### WORK INSTRUCTIONS
Extract every line starting at the line that contains "Expected: the pointer indicates a point on the wide-brim" and ending with the final line of the data, inclusive; give only those lines, word for word.

### ENTRIES SUPPLIED
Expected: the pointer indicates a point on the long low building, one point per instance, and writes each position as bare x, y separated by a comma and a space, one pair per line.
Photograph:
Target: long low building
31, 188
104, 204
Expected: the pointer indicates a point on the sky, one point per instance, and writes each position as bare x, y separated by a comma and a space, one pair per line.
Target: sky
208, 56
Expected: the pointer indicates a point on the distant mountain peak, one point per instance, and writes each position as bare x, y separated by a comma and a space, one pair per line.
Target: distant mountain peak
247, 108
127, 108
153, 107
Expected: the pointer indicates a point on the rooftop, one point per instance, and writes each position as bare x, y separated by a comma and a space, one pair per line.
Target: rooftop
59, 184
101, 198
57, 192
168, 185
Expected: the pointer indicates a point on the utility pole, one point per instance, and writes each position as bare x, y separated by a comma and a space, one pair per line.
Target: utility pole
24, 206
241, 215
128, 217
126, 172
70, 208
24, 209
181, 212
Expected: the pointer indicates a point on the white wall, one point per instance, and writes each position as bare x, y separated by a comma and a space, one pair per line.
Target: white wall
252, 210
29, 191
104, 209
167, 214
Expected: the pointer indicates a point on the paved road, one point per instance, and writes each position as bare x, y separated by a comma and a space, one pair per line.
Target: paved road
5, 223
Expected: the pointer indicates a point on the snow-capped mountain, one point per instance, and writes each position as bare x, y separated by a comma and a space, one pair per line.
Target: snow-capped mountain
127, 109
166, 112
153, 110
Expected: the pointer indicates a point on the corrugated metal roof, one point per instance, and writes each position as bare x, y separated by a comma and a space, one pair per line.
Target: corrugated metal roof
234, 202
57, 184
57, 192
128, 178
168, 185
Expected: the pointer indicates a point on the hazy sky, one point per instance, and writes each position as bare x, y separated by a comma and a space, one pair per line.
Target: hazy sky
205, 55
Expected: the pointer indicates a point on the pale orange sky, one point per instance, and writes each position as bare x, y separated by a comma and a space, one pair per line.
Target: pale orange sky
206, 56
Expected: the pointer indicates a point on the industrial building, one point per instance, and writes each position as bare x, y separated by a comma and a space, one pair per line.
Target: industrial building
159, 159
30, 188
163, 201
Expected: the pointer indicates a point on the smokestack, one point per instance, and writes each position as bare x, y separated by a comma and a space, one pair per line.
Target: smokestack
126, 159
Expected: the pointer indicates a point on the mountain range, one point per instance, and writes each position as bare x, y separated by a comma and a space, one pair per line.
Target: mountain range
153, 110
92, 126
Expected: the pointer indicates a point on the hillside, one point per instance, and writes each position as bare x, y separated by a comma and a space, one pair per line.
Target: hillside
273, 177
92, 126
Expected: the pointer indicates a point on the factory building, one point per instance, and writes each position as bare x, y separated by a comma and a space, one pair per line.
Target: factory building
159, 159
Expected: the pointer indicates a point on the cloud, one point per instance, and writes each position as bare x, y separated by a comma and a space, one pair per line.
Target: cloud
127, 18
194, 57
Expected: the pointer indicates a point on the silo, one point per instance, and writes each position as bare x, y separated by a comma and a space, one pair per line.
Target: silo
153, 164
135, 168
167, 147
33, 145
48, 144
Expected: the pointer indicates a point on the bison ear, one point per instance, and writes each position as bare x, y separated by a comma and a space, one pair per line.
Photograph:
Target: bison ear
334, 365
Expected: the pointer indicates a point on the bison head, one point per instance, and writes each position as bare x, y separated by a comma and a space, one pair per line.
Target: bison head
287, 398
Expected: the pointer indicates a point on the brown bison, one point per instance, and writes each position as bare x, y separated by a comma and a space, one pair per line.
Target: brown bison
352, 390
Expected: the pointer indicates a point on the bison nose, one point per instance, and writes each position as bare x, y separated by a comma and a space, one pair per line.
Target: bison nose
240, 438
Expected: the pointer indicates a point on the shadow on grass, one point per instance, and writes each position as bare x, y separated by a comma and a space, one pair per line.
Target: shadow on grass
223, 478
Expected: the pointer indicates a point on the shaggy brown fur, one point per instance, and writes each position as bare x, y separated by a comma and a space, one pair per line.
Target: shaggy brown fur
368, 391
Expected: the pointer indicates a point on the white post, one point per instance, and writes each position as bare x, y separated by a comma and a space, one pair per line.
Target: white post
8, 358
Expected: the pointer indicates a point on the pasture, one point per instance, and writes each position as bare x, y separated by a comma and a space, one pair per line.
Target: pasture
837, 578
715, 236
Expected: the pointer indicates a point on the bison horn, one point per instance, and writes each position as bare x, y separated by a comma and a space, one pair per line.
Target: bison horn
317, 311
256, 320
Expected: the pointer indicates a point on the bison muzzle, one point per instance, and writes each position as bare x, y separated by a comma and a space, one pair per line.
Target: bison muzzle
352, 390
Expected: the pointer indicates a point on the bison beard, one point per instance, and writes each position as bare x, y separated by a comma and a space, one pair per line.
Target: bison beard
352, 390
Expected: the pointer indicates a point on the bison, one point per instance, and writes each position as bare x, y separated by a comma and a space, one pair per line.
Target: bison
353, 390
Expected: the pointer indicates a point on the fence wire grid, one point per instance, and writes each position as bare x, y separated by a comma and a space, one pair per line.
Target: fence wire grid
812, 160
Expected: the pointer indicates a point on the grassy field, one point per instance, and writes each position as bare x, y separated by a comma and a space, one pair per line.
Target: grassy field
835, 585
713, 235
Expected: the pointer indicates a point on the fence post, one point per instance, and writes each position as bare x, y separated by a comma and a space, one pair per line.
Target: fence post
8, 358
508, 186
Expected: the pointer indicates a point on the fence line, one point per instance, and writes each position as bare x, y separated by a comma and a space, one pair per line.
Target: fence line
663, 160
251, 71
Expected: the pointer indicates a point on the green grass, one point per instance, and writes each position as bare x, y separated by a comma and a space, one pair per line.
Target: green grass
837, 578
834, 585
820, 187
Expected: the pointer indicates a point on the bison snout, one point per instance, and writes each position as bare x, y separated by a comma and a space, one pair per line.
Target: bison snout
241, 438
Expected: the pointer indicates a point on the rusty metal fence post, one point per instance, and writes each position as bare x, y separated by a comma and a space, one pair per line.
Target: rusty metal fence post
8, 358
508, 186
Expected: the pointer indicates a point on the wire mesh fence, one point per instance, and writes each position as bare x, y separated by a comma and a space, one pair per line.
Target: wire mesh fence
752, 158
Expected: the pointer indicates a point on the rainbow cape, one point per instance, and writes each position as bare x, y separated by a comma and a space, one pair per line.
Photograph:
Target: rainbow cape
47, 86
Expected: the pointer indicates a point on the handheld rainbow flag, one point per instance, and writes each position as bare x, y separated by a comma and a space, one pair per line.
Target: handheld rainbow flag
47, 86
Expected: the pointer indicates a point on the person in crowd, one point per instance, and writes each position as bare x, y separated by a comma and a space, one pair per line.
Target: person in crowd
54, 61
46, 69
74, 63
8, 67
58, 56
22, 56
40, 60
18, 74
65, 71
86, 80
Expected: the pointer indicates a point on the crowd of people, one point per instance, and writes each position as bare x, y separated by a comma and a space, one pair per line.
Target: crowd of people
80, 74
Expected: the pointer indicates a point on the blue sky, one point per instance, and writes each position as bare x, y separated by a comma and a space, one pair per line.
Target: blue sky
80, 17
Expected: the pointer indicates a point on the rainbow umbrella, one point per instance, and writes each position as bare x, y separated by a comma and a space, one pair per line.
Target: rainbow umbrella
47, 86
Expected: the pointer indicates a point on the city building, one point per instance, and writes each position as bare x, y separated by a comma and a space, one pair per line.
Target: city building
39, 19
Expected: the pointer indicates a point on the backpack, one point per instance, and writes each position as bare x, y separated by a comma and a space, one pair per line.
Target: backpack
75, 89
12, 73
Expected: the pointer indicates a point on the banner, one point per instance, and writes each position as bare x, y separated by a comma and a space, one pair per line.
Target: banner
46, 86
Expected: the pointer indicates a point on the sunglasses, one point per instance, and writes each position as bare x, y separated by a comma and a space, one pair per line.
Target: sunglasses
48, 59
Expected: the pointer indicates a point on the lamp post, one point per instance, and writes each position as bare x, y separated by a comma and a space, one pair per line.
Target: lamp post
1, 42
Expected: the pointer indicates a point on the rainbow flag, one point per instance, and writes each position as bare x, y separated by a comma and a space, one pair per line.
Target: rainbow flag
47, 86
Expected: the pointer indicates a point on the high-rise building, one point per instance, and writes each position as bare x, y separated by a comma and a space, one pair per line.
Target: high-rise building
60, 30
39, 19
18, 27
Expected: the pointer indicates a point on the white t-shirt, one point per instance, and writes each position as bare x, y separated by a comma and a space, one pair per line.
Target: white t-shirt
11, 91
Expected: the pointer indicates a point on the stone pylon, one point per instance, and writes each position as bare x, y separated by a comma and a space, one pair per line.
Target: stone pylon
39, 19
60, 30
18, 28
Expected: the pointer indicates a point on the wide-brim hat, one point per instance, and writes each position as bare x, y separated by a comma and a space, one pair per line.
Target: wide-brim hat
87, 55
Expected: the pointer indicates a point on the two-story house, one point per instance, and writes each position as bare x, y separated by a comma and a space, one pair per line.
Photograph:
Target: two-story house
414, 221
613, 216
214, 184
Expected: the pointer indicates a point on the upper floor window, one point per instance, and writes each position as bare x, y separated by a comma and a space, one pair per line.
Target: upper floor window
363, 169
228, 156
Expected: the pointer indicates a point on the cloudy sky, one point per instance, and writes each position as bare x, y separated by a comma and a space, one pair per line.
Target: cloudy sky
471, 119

### REPLY TO THE TASK
Expected: the pointer indicates a point on the wide-brim hat, one point per instance, and writes each position as bare x, y separated by a comma and a space, one pair per line.
Target: wide-brim hat
87, 55
Expected: the pointer indicates a point on the two-story house, one point per instance, and writes each position as bare x, y separated by a comma and a space, one pair per line.
Photograph:
Target: two-story house
414, 221
613, 216
214, 184
Expected: the pointer indicates a point on the upper floor window, one point per instance, and writes each position as bare x, y separated by a comma and a space, one pair per line.
Target: upper floor window
363, 169
228, 156
Expected: the pointer indicates a point on the cloudy sky, one point per instance, and writes each position as bare x, y separated by a comma and a space, one pair per line.
Target: cloudy sky
471, 119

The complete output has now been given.